:: Passage shown

Francisco Mojica was not the first to see CRISPR, but he was probably the first to be smitten by it. He remembers the day in 1992 when he got his first glimpse of the microbial immune system that would launch a biotechnology revolution. He was reviewing genome-sequence data from the salt-loving microbe Haloferax mediterranei and noticed 14 unusual DNA sequences, each 30 bases long. They read roughly the same backwards and forwards, and they repeated every 35 bases or so. Soon, he saw more of them. Mojica was entranced, and made the repeats a focus of his research at the University of Alicante in Spain.
It wasn't a popular decision. His lab went years without funding. At meetings, Mojica would grab the biggest bigwigs he could find and ask what they thought of the strange little repeats. “Don't care about repeats so much,” he says that they would warn him. “There are many repeats in many organisms — we've known about them for years and still don't know how many of them work.”

::::
:: Listed entries

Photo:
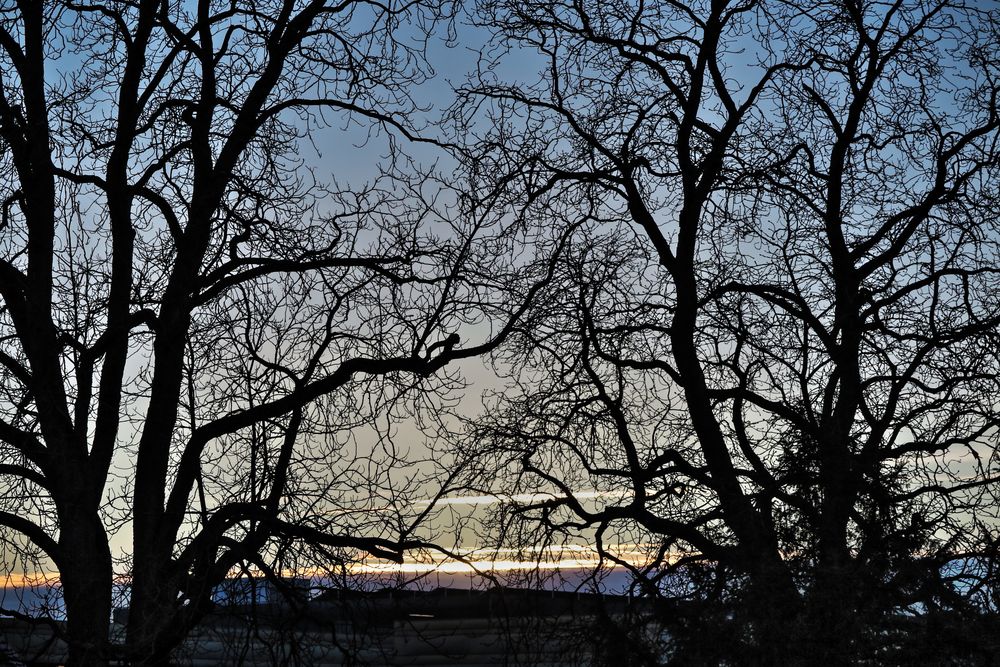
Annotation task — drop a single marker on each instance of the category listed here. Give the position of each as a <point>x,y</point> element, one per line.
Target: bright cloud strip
<point>517,498</point>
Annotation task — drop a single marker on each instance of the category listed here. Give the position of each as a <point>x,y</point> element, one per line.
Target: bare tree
<point>771,344</point>
<point>195,329</point>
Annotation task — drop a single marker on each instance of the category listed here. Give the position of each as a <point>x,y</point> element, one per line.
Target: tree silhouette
<point>194,326</point>
<point>771,343</point>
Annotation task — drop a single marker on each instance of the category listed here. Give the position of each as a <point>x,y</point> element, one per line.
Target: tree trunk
<point>87,579</point>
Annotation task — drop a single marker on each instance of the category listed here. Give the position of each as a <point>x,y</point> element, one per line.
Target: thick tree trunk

::::

Required actions:
1: Rewrite the part of the CRISPR passage that opens with "Francisco Mojica was" and closes with "Alicante in Spain.", putting "halophilic" in place of "salt-loving".
2: Answer these questions from the CRISPR passage.
(a) In what year did Mojica first glimpse the microbial immune system?
(b) How many bases long was each of the unusual DNA sequences?
(c) What did his lab go years without?
3: Please say whether each statement agrees with the CRISPR passage, answering yes or no and quoting the words that decide it.
(a) Mojica was the first person to see CRISPR.
(b) Mojica did his research on the repeats at the University of Alicante in Spain.
(c) The sequences repeated every 35 bases or so.
The data above have nothing to do with the CRISPR passage.

Answers to the problems:
1:
Francisco Mojica was not the first to see CRISPR, but he was probably the first to be smitten by it. He remembers the day in 1992 when he got his first glimpse of the microbial immune system that would launch a biotechnology revolution. He was reviewing genome-sequence data from the halophilic microbe Haloferax mediterranei and noticed 14 unusual DNA sequences, each 30 bases long. They read roughly the same backwards and forwards, and they repeated every 35 bases or so. Soon, he saw more of them. Mojica was entranced, and made the repeats a focus of his research at the University of Alicante in Spain.

2:
(a) 1992
(b) 30 bases
(c) Funding

3:
(a) No: "Francisco Mojica was not the first to see CRISPR"
(b) Yes: "made the repeats a focus of his research at the University of Alicante in Spain"
(c) Yes: "they repeated every 35 bases or so"